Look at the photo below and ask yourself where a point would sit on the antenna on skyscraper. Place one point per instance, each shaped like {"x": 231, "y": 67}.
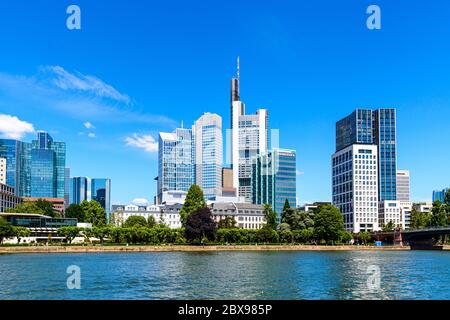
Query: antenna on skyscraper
{"x": 238, "y": 69}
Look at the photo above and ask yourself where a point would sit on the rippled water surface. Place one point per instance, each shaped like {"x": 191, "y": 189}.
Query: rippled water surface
{"x": 227, "y": 275}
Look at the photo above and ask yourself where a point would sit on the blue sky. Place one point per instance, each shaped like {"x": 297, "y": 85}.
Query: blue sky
{"x": 136, "y": 68}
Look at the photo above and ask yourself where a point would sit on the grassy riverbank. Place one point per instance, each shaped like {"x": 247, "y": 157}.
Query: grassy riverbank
{"x": 181, "y": 248}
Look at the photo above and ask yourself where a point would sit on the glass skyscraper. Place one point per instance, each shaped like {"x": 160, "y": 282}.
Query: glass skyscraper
{"x": 377, "y": 127}
{"x": 208, "y": 154}
{"x": 274, "y": 179}
{"x": 78, "y": 189}
{"x": 18, "y": 165}
{"x": 176, "y": 168}
{"x": 48, "y": 163}
{"x": 101, "y": 192}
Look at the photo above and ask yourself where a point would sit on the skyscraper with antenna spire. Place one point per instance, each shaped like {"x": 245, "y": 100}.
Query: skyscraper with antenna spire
{"x": 249, "y": 136}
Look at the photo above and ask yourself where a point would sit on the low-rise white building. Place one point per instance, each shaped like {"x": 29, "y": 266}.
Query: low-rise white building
{"x": 390, "y": 210}
{"x": 247, "y": 216}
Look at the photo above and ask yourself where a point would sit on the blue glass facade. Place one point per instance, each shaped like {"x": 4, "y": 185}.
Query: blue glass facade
{"x": 274, "y": 179}
{"x": 440, "y": 195}
{"x": 78, "y": 190}
{"x": 385, "y": 137}
{"x": 43, "y": 182}
{"x": 377, "y": 127}
{"x": 48, "y": 164}
{"x": 101, "y": 192}
{"x": 18, "y": 169}
{"x": 176, "y": 168}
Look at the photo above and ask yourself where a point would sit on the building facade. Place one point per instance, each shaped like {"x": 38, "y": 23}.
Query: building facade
{"x": 78, "y": 190}
{"x": 101, "y": 192}
{"x": 274, "y": 179}
{"x": 376, "y": 127}
{"x": 48, "y": 164}
{"x": 176, "y": 169}
{"x": 403, "y": 185}
{"x": 208, "y": 154}
{"x": 249, "y": 139}
{"x": 8, "y": 198}
{"x": 3, "y": 170}
{"x": 18, "y": 165}
{"x": 355, "y": 186}
{"x": 440, "y": 195}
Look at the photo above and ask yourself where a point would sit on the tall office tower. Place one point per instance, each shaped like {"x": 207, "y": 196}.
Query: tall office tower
{"x": 48, "y": 163}
{"x": 208, "y": 154}
{"x": 440, "y": 195}
{"x": 176, "y": 170}
{"x": 66, "y": 187}
{"x": 403, "y": 185}
{"x": 249, "y": 135}
{"x": 379, "y": 128}
{"x": 101, "y": 192}
{"x": 18, "y": 164}
{"x": 78, "y": 190}
{"x": 3, "y": 170}
{"x": 274, "y": 179}
{"x": 355, "y": 186}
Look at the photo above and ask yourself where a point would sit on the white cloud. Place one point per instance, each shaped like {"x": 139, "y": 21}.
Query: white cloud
{"x": 140, "y": 201}
{"x": 88, "y": 125}
{"x": 146, "y": 142}
{"x": 80, "y": 82}
{"x": 49, "y": 92}
{"x": 13, "y": 128}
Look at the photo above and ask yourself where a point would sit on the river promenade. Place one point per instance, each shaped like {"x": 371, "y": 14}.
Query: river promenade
{"x": 189, "y": 248}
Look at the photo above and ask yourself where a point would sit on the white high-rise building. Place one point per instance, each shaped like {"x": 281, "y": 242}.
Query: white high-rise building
{"x": 355, "y": 186}
{"x": 208, "y": 154}
{"x": 249, "y": 138}
{"x": 403, "y": 185}
{"x": 175, "y": 161}
{"x": 3, "y": 170}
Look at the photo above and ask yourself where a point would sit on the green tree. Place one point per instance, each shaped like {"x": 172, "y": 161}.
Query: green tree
{"x": 302, "y": 220}
{"x": 365, "y": 237}
{"x": 346, "y": 236}
{"x": 135, "y": 221}
{"x": 21, "y": 232}
{"x": 267, "y": 235}
{"x": 270, "y": 216}
{"x": 328, "y": 223}
{"x": 47, "y": 208}
{"x": 69, "y": 233}
{"x": 6, "y": 230}
{"x": 200, "y": 226}
{"x": 195, "y": 200}
{"x": 75, "y": 211}
{"x": 287, "y": 214}
{"x": 101, "y": 233}
{"x": 227, "y": 223}
{"x": 151, "y": 222}
{"x": 94, "y": 213}
{"x": 26, "y": 207}
{"x": 438, "y": 215}
{"x": 389, "y": 227}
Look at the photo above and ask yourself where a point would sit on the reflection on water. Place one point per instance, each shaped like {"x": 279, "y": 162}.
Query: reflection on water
{"x": 228, "y": 275}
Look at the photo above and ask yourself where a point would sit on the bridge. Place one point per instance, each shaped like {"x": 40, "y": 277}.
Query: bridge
{"x": 420, "y": 239}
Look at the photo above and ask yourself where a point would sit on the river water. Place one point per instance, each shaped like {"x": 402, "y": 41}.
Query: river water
{"x": 229, "y": 275}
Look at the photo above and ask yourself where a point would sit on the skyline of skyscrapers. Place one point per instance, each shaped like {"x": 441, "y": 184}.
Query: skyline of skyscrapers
{"x": 249, "y": 139}
{"x": 176, "y": 168}
{"x": 274, "y": 179}
{"x": 78, "y": 190}
{"x": 101, "y": 192}
{"x": 208, "y": 154}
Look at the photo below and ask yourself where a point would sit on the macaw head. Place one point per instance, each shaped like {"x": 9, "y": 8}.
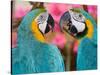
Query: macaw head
{"x": 38, "y": 22}
{"x": 74, "y": 23}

━━━

Aim of the exercise ->
Leaving the pictures aside, write out the entries above exactly.

Output ->
Look at the photo below and ask yourself where a point would sit on the antenna on skyscraper. Place one point per instance, each shaped like {"x": 231, "y": 67}.
Query: antenna on skyscraper
{"x": 238, "y": 69}
Look at the photo above and ask yourself where a point would sit on the rippled water surface. Place one point per instance, each shaped like {"x": 191, "y": 189}.
Query: rippled water surface
{"x": 227, "y": 275}
Look at the photo above and ask yourself where a point would sit on the blue sky. Place one point per instance, each shaped like {"x": 297, "y": 85}.
Query: blue sky
{"x": 136, "y": 68}
Look at the photo above and ask yourself where a point would sit on the grassy riverbank. Place one point per instance, each shaped like {"x": 247, "y": 157}.
Query: grassy riverbank
{"x": 181, "y": 248}
Look at the photo above and ask yourself where a point would sit on the glass skyscraper. Place one point per instance, each shaped like {"x": 160, "y": 282}.
Query: glass skyscraper
{"x": 377, "y": 127}
{"x": 208, "y": 154}
{"x": 274, "y": 179}
{"x": 78, "y": 189}
{"x": 18, "y": 165}
{"x": 176, "y": 168}
{"x": 48, "y": 163}
{"x": 101, "y": 192}
Look at the photo above and ask yourself where a point would sit on the skyscraper with antenna spire. Place one point per instance, each shaped like {"x": 245, "y": 100}.
Query: skyscraper with antenna spire
{"x": 249, "y": 136}
Look at the photo above and ask yourself where a point would sit on the low-rise white building. Place one point per instance, each shaped like {"x": 29, "y": 266}.
Query: low-rise white building
{"x": 390, "y": 210}
{"x": 247, "y": 216}
Look at the photo above and ask yourself where a point would sit on the blue glass facade. Place one point per instance, each shaped like {"x": 4, "y": 185}.
Query: blue glass facade
{"x": 274, "y": 179}
{"x": 440, "y": 195}
{"x": 78, "y": 190}
{"x": 385, "y": 137}
{"x": 43, "y": 182}
{"x": 377, "y": 127}
{"x": 48, "y": 164}
{"x": 101, "y": 192}
{"x": 18, "y": 169}
{"x": 176, "y": 168}
Look at the photo above and ask yourself where a point would sit on the building facade. Place one point per instance, each shaped like {"x": 38, "y": 23}.
Query: building facade
{"x": 78, "y": 190}
{"x": 101, "y": 192}
{"x": 274, "y": 179}
{"x": 376, "y": 127}
{"x": 48, "y": 164}
{"x": 176, "y": 169}
{"x": 403, "y": 185}
{"x": 208, "y": 154}
{"x": 249, "y": 139}
{"x": 8, "y": 198}
{"x": 3, "y": 170}
{"x": 18, "y": 165}
{"x": 355, "y": 186}
{"x": 440, "y": 195}
Look at the photo above and ask yourself where a point would sit on the tall office tower. Place one point per instance, each shaped like {"x": 207, "y": 196}.
Query: tall office tower
{"x": 48, "y": 163}
{"x": 208, "y": 154}
{"x": 440, "y": 195}
{"x": 176, "y": 170}
{"x": 66, "y": 187}
{"x": 403, "y": 185}
{"x": 249, "y": 135}
{"x": 379, "y": 128}
{"x": 101, "y": 192}
{"x": 18, "y": 164}
{"x": 78, "y": 190}
{"x": 3, "y": 170}
{"x": 274, "y": 179}
{"x": 355, "y": 186}
Look at the photo above and ask yourself where a point would sit on the white cloud. Place one point per instance, each shaped like {"x": 139, "y": 21}.
Query: white cloud
{"x": 140, "y": 201}
{"x": 88, "y": 125}
{"x": 146, "y": 142}
{"x": 80, "y": 82}
{"x": 49, "y": 92}
{"x": 13, "y": 128}
Look at the photo above and ask yourself where a point would sit on the river promenade. Place one point per instance, each shaped like {"x": 371, "y": 14}.
Query: river promenade
{"x": 189, "y": 248}
Look at the photo above and ask yourself where a point would sit on the white high-rise building. Place one point per instance, each shaped like {"x": 281, "y": 242}.
Query: white high-rise building
{"x": 355, "y": 186}
{"x": 208, "y": 154}
{"x": 249, "y": 138}
{"x": 403, "y": 185}
{"x": 175, "y": 161}
{"x": 3, "y": 170}
Look at the photo above and ask yourself where a point would sit on the green tree. Place one point per instance, each shaped like {"x": 172, "y": 161}.
Query: green tree
{"x": 302, "y": 220}
{"x": 365, "y": 237}
{"x": 346, "y": 236}
{"x": 135, "y": 221}
{"x": 21, "y": 232}
{"x": 267, "y": 235}
{"x": 270, "y": 216}
{"x": 328, "y": 223}
{"x": 47, "y": 208}
{"x": 69, "y": 233}
{"x": 6, "y": 230}
{"x": 200, "y": 226}
{"x": 195, "y": 200}
{"x": 75, "y": 211}
{"x": 287, "y": 214}
{"x": 101, "y": 233}
{"x": 227, "y": 223}
{"x": 151, "y": 222}
{"x": 94, "y": 213}
{"x": 26, "y": 207}
{"x": 438, "y": 215}
{"x": 389, "y": 227}
Look at the photo above and ask yourself where a point would sit on the reflection on water. Place one point per instance, each shaped like {"x": 279, "y": 162}.
Query: reflection on water
{"x": 228, "y": 275}
Look at the photo above and ask yourself where a point would sit on the bridge. Place one point per instance, each shaped like {"x": 40, "y": 277}.
Query: bridge
{"x": 420, "y": 239}
Look at the photo above and ask yourself where a point would sit on the river water. Place one point per instance, each shaped like {"x": 402, "y": 41}.
Query: river water
{"x": 229, "y": 275}
Look at the photo above and ask yourself where a point would sit on the skyline of skyscrapers. Place one point per instance, each shaped like {"x": 441, "y": 184}.
Query: skyline of skyscrapers
{"x": 249, "y": 139}
{"x": 176, "y": 168}
{"x": 274, "y": 179}
{"x": 78, "y": 190}
{"x": 101, "y": 192}
{"x": 208, "y": 154}
Look at the photo below and ask yourself where a point would sit on the macaw head. Place one point per instance, each shaped like {"x": 9, "y": 8}.
Query: macaw head
{"x": 38, "y": 22}
{"x": 74, "y": 23}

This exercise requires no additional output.